▶ [Parts of the exercise]
**1.** In the passage, what saying did the writer first staple to the middle of the bulletin board?
**2.** Rewrite the passage starting with "I cleaned out" and going on through "with all of it.", swapping "lobby" for "hallway".

Some years ago when I knew for sure I was leaving my job I held for nearly thirty years, I started to focus not so much on what was next as much as how fast, how so very fast it all went, and I realized that about the same amount of time to come would put me at nearly ninety years old.

I cleaned out my office—slowly at first, then with much more indifference. I carried piles of books to a common table in the building’s lobby, I moved file cabinets and other useless furniture into a storage area for someone else to claim and configure to their job the way we do with all things in our lives—we mold them to fit in the corners of our growth and accomplishments. Yeah, I was done with all of it.

And outside my office I took down all announcements and office hours and lists of readings from my bulletin board so that all that was left was black construction paper. It looked clean, like a slate, and I absolutely loved the metaphor of it all, but I also thought I should take a piece of chalk and write in some demanding font, “Outta here.”

Instead, I typed up a favorite saying of mine, “Life is really simple, but we insist on making it complicated,” by Confucius. I stapled it to the middle of the board, smiled, and went about my business of unraveling three decades and finding my way to that diversion Frost wrote about with such eloquence.  

Next to my office was a classroom, and students often leaned against the wall (and my door) while waiting for another class to empty before entering. A few noticed the saying and commented to me when I returned to my office. “I like it,” one woman commented, “because it makes me think about it.” I liked that. I wish she had been one of my students.

The following week I added another quote to the board. This time Lao Tzu, one of my absolute favorites: “If you don’t change directions, you may end up where you are going.” Just stapling that to the board punctured a ball of emotion that spilled out across the rest of that day. How many times have I preached, I thought, about the dangers of getting caught in the currents and letting the world around us carry us through instead of pulling ourselves out of the stream and deciding for ourselves where we are going? Students had the same reaction, and I know they were wondering just who is it that decided going to college right then was the right thing to do. Often there is absolutely nothing wrong with where we are going; this is not a rebellious statement, I don’t think. I believe Lao was just indicating it can’t hurt to get a glimpse of what’s ahead every once in a while to see if you really are okay with the path you’re on.

Well, the board caught on and people started asking when the next quote was going up, gathering around my door on Tuesdays after they figured out I didn’t work Monday’s and that I must have posted them early Tuesday mornings, which I did. Up went James Taylor, Mae West, Seneca, St Augustine, and Jonathan Swift. More than a few passing people commented on how motivating the sayings were, and how they looked forward to them. Well, motivation was always my profession anyway, not teaching. For those thirty years it wasn’t English I was there for—hell, I was barely qualified for the first fifteen of those years. It was that I knew how to get them to find significance in it all—the work, the direction, the balance of dreams and reality. My job in New England after college was to motivate people, and I learned it well. So when I ended up teaching college, I knew instinctively that it really doesn’t matter how much I know the work, if they aren’t engaged—if they don’t feel motivated—I’d be speaking to the walls. Plus, my board was an extension of what I knew was about to end, and I started in those last months to motivate myself forward. I was absolutely projecting.

▶ [Data rows]

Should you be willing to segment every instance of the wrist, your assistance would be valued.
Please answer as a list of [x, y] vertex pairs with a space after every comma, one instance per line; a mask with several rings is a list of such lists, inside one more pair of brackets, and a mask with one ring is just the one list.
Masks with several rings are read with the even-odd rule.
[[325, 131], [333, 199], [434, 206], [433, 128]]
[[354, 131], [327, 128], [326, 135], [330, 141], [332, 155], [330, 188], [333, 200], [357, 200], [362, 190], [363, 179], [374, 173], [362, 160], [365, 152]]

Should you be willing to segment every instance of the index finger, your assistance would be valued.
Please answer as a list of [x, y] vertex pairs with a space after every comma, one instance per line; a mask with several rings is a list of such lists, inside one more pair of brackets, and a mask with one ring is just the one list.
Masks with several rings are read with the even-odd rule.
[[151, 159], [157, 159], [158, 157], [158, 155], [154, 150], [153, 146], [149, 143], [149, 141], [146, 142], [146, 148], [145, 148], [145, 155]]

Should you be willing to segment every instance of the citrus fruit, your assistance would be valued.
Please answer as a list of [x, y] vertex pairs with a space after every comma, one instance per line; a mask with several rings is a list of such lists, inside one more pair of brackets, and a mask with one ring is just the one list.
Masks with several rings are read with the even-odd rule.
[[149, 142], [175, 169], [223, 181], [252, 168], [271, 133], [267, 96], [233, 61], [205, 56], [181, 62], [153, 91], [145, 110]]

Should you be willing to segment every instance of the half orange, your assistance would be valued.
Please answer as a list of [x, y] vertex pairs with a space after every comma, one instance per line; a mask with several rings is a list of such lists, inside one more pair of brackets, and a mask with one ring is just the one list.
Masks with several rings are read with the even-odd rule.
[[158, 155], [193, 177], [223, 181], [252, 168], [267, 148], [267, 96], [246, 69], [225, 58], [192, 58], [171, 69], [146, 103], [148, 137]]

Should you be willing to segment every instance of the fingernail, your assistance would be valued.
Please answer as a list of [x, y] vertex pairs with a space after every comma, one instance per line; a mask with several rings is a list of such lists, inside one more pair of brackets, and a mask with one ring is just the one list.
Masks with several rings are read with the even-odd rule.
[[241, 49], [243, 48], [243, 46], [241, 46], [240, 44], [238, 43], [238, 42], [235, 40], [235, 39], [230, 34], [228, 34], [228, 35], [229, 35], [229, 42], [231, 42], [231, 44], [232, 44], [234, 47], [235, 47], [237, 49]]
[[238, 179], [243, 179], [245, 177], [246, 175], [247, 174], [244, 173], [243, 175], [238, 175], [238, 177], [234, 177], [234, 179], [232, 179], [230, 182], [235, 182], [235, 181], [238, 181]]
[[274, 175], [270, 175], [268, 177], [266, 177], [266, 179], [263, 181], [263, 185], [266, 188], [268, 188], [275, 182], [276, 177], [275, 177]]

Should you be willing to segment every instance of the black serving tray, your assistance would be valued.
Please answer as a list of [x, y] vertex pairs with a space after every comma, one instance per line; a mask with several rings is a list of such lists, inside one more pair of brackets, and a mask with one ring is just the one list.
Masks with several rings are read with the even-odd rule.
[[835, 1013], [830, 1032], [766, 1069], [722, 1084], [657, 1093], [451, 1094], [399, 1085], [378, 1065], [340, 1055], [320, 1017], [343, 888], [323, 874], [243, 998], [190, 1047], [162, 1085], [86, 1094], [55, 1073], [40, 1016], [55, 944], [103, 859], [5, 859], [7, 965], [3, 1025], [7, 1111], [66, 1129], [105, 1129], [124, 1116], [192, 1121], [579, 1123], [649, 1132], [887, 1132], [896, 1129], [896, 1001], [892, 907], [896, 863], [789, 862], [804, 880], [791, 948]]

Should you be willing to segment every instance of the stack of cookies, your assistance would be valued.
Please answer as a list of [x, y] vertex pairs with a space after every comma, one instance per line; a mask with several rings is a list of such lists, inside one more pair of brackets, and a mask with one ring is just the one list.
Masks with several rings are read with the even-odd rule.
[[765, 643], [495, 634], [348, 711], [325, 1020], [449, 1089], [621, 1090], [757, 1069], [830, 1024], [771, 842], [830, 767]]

▶ [Answers in order]
**1.** "Life is really simple, but we insist on making it complicated," by Confucius.

**2.**
I cleaned out my office—slowly at first, then with much more indifference. I carried piles of books to a common table in the building’s hallway, I moved file cabinets and other useless furniture into a storage area for someone else to claim and configure to their job the way we do with all things in our lives—we mold them to fit in the corners of our growth and accomplishments. Yeah, I was done with all of it.